==== EXCERPT PROVIDED
Welcome to Covid19 Visualization Project’s documentation!
Indices and tables
Background and task
A common way of viewing statistics related to the COVID-19 pandemic has been dashboards. It led to the development of various data sources and programmatic ways of access. However, simply showing data without the underlying context may be misleading. Hence, bringing additional information that helps to understand and interpret data is critical. We would love to see your ideas for building pipelines that fetch data and relevant contextual information.
Set up a data processing and visualization pipeline for COVID data. You will retrieve the data from a public API (e.g., covidtracking.com), write code to process the data as needed, and provide visualizations of COVID infections over time.Thetask should:
Allow interactive exploration and interpretation of covid infections in selected countries (e.g., US)
Deliver a reproducible pipeline that re-executes automatically
Provide a clean and well-documented code
Database
The covid tracking project compiled US COVID-19-related data from
02/2022 until 03/2021. It provides data by day and state in three main
areas: testing, hospitalization, and patient outcomes. Data is provided
via an API that can
be used to retrieve a json file.
========
==== ENTRIES SUPPLIED
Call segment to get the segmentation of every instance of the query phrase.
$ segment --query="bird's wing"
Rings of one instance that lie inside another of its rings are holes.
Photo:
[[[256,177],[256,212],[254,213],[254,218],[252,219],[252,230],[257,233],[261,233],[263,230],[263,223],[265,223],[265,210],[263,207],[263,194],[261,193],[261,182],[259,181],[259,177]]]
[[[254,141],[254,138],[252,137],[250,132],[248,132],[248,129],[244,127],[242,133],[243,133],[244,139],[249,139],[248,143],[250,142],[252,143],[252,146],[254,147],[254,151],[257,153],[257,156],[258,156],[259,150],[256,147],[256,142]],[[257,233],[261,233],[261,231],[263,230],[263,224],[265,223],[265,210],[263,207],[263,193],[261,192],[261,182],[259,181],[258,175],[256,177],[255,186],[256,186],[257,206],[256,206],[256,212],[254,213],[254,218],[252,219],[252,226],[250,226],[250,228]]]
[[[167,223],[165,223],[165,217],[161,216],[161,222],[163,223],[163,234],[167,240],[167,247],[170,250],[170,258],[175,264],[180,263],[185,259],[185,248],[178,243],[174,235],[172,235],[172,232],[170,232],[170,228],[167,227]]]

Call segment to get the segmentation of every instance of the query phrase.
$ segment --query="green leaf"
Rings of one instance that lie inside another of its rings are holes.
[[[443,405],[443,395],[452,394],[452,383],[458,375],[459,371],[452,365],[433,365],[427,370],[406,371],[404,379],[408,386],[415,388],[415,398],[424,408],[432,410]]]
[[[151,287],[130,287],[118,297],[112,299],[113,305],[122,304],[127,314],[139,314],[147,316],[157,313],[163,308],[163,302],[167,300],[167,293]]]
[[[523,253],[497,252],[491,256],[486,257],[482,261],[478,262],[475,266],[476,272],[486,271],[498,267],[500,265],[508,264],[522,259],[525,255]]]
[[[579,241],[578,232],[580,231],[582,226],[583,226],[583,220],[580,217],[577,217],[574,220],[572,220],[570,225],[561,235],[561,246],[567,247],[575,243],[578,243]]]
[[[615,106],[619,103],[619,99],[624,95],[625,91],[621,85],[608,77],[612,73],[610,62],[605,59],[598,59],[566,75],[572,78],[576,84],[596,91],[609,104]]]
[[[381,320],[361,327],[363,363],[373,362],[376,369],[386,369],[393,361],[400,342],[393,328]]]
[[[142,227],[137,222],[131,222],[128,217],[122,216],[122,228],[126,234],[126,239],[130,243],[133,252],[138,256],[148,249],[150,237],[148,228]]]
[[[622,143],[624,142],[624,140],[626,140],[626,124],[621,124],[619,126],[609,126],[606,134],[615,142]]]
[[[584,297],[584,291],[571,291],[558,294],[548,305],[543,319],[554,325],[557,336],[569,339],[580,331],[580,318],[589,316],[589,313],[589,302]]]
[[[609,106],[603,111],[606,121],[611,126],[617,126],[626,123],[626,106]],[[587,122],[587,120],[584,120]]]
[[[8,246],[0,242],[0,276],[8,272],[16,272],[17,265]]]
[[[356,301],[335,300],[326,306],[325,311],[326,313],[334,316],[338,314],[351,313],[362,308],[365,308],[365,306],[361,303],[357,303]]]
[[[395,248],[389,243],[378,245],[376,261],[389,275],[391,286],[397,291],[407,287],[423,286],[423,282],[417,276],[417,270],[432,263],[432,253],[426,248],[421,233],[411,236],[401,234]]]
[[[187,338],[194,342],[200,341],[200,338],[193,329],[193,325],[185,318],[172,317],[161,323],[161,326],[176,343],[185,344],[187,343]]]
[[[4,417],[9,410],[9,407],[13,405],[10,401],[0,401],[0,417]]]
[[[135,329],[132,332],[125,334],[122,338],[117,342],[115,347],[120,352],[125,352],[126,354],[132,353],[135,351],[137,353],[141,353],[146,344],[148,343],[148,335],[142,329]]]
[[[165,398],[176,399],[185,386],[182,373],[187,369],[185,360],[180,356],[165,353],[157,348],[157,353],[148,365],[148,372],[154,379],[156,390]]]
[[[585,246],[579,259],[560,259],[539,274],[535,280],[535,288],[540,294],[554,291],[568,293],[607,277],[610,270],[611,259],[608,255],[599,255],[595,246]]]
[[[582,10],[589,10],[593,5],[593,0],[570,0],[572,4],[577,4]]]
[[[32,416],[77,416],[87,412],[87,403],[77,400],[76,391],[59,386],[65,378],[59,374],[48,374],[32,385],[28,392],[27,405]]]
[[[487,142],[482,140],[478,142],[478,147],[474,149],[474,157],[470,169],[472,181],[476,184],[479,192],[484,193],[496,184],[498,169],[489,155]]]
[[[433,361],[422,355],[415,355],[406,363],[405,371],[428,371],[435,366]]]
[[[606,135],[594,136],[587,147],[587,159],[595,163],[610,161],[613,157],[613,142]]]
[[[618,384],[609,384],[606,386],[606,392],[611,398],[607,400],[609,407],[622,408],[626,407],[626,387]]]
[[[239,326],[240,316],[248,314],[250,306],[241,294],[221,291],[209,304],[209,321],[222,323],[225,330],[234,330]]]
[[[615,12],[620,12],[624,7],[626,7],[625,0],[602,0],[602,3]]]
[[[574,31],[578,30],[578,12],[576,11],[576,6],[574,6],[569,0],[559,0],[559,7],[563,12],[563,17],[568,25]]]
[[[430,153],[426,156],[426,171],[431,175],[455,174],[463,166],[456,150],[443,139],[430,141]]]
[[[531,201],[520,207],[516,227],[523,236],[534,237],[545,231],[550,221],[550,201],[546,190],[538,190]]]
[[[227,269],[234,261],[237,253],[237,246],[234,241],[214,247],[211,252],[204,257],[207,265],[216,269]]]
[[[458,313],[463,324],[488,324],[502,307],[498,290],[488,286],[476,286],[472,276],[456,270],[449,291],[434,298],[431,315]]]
========
● **ASSIGNED TASK 1**
Reproduce the stretch of the COVID-19 visualization documentation from "Set up a data" through "countries (e.g., US)".
● **ASSIGNED TASK 2**
According to the COVID-19 visualization documentation, in which three main areas does the covid tracking project provide its data?

● **ANSWER BOX 1**
Set up a data processing and visualization pipeline for COVID data. You will retrieve the data from a public API (e.g., covidtracking.com), write code to process the data as needed, and provide visualizations of COVID infections over time.Thetask should:
Allow interactive exploration and interpretation of covid infections in selected countries (e.g., US)

● **ANSWER BOX 2**
Testing, hospitalization, and patient outcomes.